(EXERCISE INPUTS begins)

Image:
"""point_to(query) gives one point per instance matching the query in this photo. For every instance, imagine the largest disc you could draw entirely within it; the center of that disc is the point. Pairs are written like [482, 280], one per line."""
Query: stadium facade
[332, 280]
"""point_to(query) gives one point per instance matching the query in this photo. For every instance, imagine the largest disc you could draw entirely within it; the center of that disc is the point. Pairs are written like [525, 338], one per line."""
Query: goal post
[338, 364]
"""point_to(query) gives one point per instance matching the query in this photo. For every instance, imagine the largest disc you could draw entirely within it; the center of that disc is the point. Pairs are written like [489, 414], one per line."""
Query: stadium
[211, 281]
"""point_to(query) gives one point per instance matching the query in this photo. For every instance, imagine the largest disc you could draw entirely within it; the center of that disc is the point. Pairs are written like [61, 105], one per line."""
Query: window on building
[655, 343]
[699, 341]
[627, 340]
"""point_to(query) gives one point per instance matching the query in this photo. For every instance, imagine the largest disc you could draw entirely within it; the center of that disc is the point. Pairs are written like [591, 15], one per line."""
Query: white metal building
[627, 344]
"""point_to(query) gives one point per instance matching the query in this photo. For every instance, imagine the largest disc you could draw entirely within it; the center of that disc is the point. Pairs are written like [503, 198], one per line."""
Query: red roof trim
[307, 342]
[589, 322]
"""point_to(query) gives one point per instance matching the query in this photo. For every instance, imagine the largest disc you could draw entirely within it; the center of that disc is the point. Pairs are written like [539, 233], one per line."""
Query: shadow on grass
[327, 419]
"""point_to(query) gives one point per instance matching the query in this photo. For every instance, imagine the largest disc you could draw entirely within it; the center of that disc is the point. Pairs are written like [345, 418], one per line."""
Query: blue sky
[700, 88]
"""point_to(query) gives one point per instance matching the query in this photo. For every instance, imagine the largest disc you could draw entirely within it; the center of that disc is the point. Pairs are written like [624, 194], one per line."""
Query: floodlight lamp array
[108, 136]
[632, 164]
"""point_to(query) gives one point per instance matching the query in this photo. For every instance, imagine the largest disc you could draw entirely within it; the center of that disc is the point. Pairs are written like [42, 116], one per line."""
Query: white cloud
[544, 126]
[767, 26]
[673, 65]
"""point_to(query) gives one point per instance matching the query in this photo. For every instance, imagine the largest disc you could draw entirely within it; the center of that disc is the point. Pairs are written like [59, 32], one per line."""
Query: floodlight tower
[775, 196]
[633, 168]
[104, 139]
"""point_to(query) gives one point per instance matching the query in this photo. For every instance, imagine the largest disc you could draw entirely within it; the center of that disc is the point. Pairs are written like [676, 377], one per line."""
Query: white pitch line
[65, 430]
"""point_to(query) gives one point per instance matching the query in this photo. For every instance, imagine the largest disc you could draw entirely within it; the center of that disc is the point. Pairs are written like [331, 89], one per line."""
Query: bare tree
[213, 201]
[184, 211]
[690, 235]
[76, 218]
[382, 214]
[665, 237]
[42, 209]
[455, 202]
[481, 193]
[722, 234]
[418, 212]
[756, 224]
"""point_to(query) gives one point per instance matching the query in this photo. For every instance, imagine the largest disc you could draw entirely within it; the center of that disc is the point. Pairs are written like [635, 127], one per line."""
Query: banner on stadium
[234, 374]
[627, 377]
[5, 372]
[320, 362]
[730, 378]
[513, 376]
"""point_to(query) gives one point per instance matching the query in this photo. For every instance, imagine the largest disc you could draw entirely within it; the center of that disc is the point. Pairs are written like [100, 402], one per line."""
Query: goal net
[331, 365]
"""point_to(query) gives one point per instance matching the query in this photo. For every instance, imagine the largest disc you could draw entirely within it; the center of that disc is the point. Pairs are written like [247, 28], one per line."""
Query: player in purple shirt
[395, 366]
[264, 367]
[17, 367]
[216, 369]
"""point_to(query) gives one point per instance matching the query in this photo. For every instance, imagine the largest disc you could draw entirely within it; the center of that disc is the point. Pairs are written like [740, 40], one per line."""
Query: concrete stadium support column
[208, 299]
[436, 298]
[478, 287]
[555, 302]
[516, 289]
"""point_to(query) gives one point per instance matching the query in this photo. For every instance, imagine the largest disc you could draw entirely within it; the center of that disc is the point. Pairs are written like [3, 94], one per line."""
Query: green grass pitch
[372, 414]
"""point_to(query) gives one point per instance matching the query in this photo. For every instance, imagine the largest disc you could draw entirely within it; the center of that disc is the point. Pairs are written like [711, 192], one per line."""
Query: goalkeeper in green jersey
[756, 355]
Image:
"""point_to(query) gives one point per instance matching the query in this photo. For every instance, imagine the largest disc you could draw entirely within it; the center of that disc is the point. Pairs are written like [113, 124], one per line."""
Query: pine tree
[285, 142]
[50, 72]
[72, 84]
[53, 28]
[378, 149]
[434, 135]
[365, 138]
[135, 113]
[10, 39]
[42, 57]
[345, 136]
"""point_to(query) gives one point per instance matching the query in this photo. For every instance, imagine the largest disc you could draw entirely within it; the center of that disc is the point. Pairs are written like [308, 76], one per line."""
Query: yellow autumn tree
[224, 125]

(EXERCISE INPUTS ends)

DIRECTIONS:
What you return must be the entries, given again word for word.

SOLUTION TO THIS TASK:
Image:
"""point_to(query) gives one point per instance matching the query in this photo. For every instance, imagine the largest disc you could draw entirely within it; the center of that disc is the point. Pairs are written like [482, 280], one per line."""
Query: stadium facade
[332, 280]
"""point_to(query) gives one point per instance matching the query in this photo. For every instance, imagine the largest disc you could draw entirely within it; the center of that disc is the point. Pairs are written like [525, 338], one per line."""
Query: goal post
[338, 364]
"""point_to(query) gives one point per instance matching the query in this photo. For every instance, imagine the largest disc you could draw entirely within it; the center of that disc is the point. Pairs are written like [489, 414], one per line."""
Query: stadium
[211, 281]
"""point_to(query) gives one point per instance matching the query in this photo. For every instance, imagine the largest disc you could draw entirely within it; the center of that disc is the point. Pairs are written like [61, 105], one per line."""
Query: window on building
[655, 343]
[699, 341]
[627, 340]
"""point_to(query) gives one point per instance matching the query in this photo. For every instance, imagine the largest disc you could draw entirely within it; the center of that disc is the point. Pairs are written like [591, 15], one per line."""
Query: white metal building
[627, 344]
"""point_to(query) gives one point per instance matching the query in this photo. For every instance, imagine the largest disc you could draw entirely within it; the center of that disc is the point. Pairs are written like [503, 198], one per line."""
Query: red roof trim
[307, 342]
[589, 322]
"""point_to(query) gives one point per instance matching the query in this photo. For every instance, imagine the largest disc you could draw entirely within it; the center of that disc is the point. Pairs are written like [539, 233], one per line."""
Query: shadow on grass
[327, 419]
"""point_to(query) gives one point per instance matching the query in this photo. For every instance, imagine the largest disc you could draw entirely within it; the center of that disc is the point. Pairs are written like [345, 418], one per line."""
Query: blue sky
[700, 88]
"""point_to(query) gives one point per instance matching the query in this photo. For every instance, imagine the largest disc you could draw entirely within it; the center of that disc is the point. Pairs are written like [624, 194], one per line."""
Query: floodlight lamp array
[108, 136]
[632, 164]
"""point_to(query) gives one point per instance matching the query in this photo. For every instance, imagine the largest disc you could draw entirely within it; the center of that disc is the point. Pairs are written like [42, 116], one per line."""
Query: white cloud
[544, 126]
[767, 26]
[673, 65]
"""point_to(query) gives one point per instance matching the query in this photo. For every instance, imagine the largest disc you could draw entirely within it; the center of that disc is the point. Pairs are written like [59, 32], one per line."""
Query: floodlight tower
[775, 196]
[633, 168]
[104, 139]
"""point_to(query) gives one point per instance matching the query in this photo. For every instance, imagine the largest disc you could draw entirely within it; the center of that disc is the point. Pairs are written like [676, 377], one per line."""
Query: white pitch line
[65, 430]
"""point_to(query) gives one point per instance matching the query in this photo. For every instance, imagine the largest disc you could draw entirely within it; the center of that disc is the point. Pairs are written like [331, 89], one per line."""
Query: bare tree
[213, 201]
[184, 211]
[690, 235]
[76, 218]
[382, 214]
[665, 237]
[42, 209]
[455, 202]
[481, 193]
[722, 234]
[418, 212]
[756, 224]
"""point_to(query) gives one point per instance matching the query in this photo. For every instance, imagine the largest disc you could draw entirely within it; the center of that disc is the point. Pairs are written like [635, 127], one per line."""
Query: banner on stadium
[234, 374]
[627, 377]
[5, 372]
[320, 362]
[730, 378]
[513, 376]
"""point_to(query) gives one point per instance matching the query in this photo. For every instance, imagine the largest disc you could draw entirely within it; the center of that disc is the point. Pairs are written like [100, 402], one per line."""
Query: goal net
[331, 365]
"""point_to(query) gives one point per instance matching the query in this photo. For every instance, imagine the largest disc you could draw entirely within it; the center of that disc is the point. Pairs are written like [247, 28], one per line."""
Query: player in purple shirt
[395, 366]
[264, 367]
[17, 367]
[216, 369]
"""point_to(query) gives one point per instance matching the query in this photo. For every instance, imagine the largest disc you could draw entirely within it; the center of that disc is the point. Pairs are written like [740, 40], one per line."""
Query: concrete stadium support column
[208, 299]
[436, 298]
[478, 287]
[555, 302]
[516, 289]
"""point_to(query) gives one point per instance matching the query in this photo. For every instance, imagine the largest disc you could draw entirely within it; the center of that disc is the point. Pairs are written like [3, 94], one per line."""
Query: green grass pitch
[372, 414]
"""point_to(query) gives one point per instance matching the query in this photo. For every instance, imagine the largest disc you could draw entirely within it; the center of that disc is the point. Pairs are written like [711, 192], one per line."""
Query: goalkeeper in green jersey
[756, 355]
Image:
"""point_to(query) gives one point per instance matching the query in this photo. For every instance, imagine the largest disc you could draw entirely within it; the center of that disc is the point. Pairs are written like [113, 124], one per line."""
Query: pine tree
[285, 142]
[50, 72]
[72, 84]
[53, 28]
[378, 149]
[434, 135]
[365, 138]
[135, 113]
[10, 39]
[42, 57]
[345, 136]
"""point_to(query) gives one point per instance matching the query in this photo. For every instance, imagine the largest disc you could draw entirely within it; the center of that disc is the point. Pairs are written like [308, 76], one per line."""
Query: yellow autumn tree
[224, 125]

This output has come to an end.